**WORK TO COMPLETE**
Find every line in the listing below that contains the word "integer", and copy each of those lines out in full.

**SUPPLIED ENTRIES**
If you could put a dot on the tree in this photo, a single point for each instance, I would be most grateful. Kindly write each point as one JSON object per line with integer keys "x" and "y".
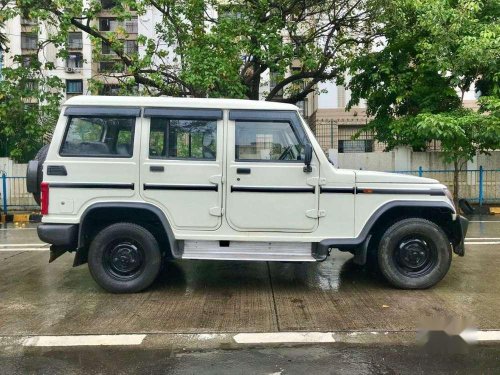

...

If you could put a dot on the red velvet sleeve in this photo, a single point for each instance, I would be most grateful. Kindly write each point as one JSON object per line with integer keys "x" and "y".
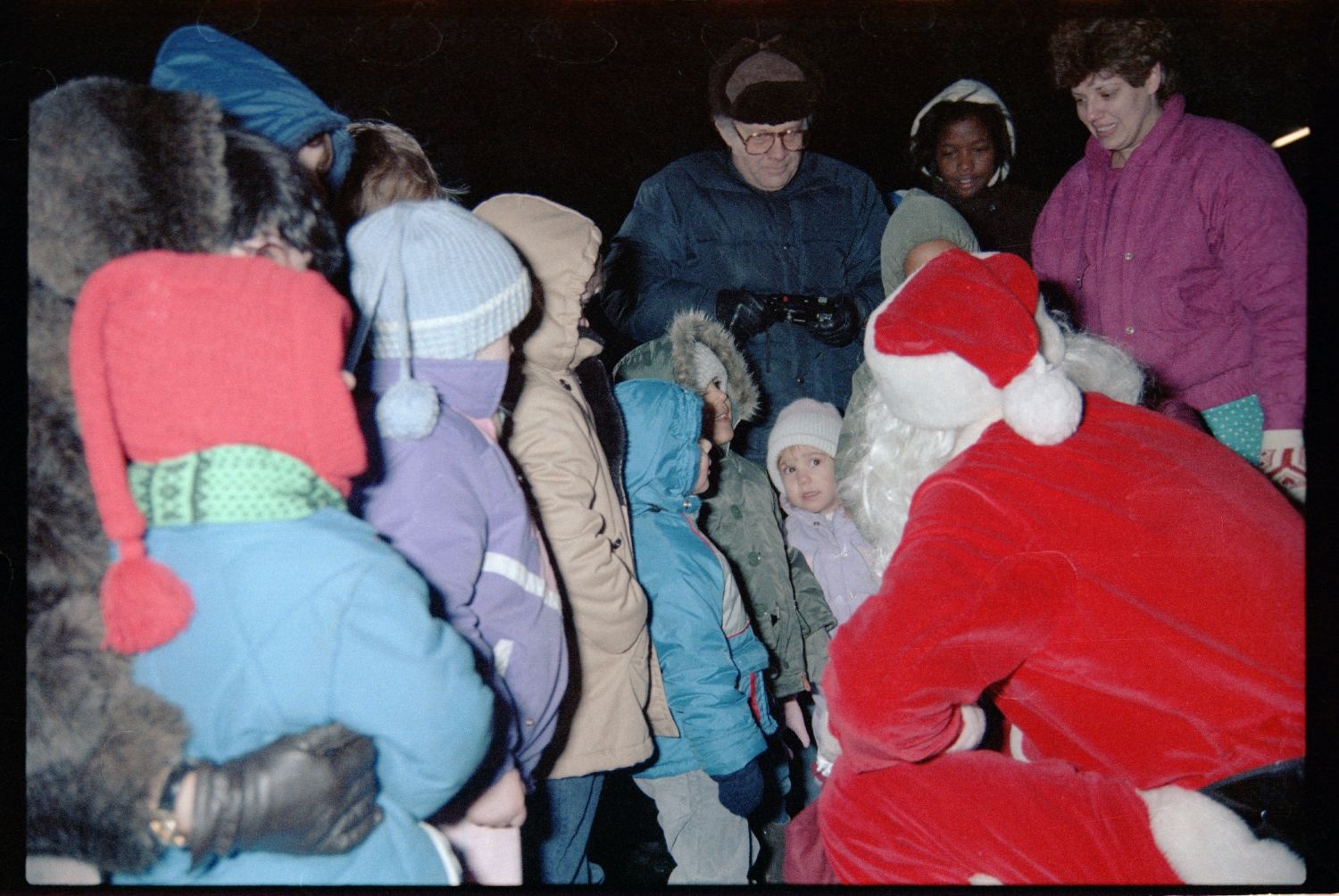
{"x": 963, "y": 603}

==

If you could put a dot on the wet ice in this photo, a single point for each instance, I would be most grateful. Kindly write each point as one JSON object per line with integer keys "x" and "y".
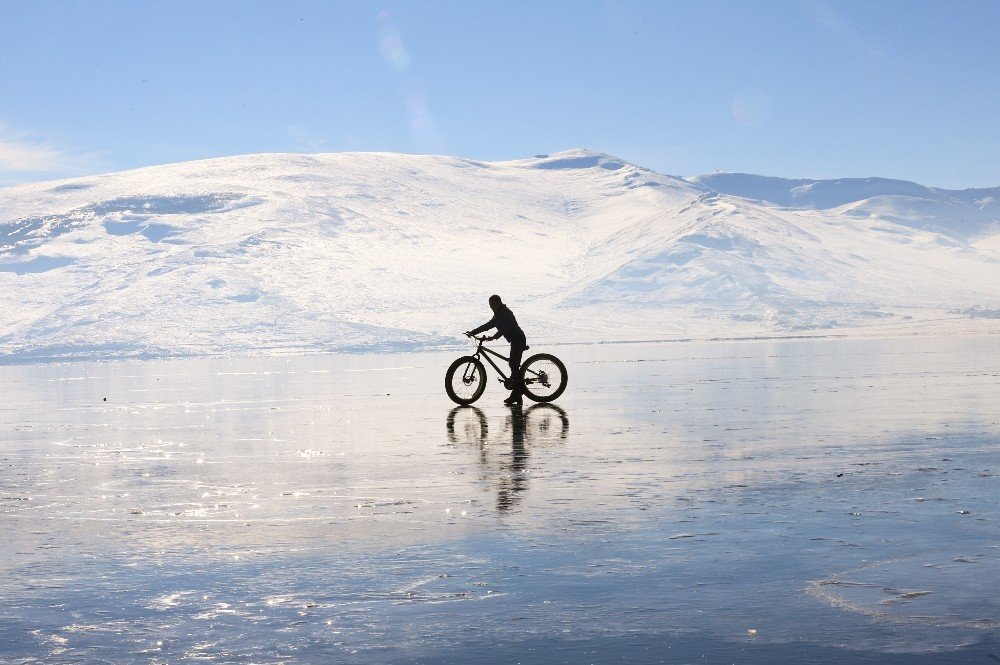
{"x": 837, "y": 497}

**RESPONSE BELOW**
If you could put a dot on the tree in this photo, a single point for each instance, I would be most grateful. Kindly write each point as one JSON object per line with integer keys "x" and "y".
If you could put a dot on the red velvet sleeve in this photo, a single point for each instance, I would be most grateful. Kindly write each point as one JSON object per line with integer keys "x" and "y".
If you could put a dot on the wet ice in this photo, a single point for each instance, I would be most grateful. Kindly write each point as one JSON object per line with integer keys "x" and "y".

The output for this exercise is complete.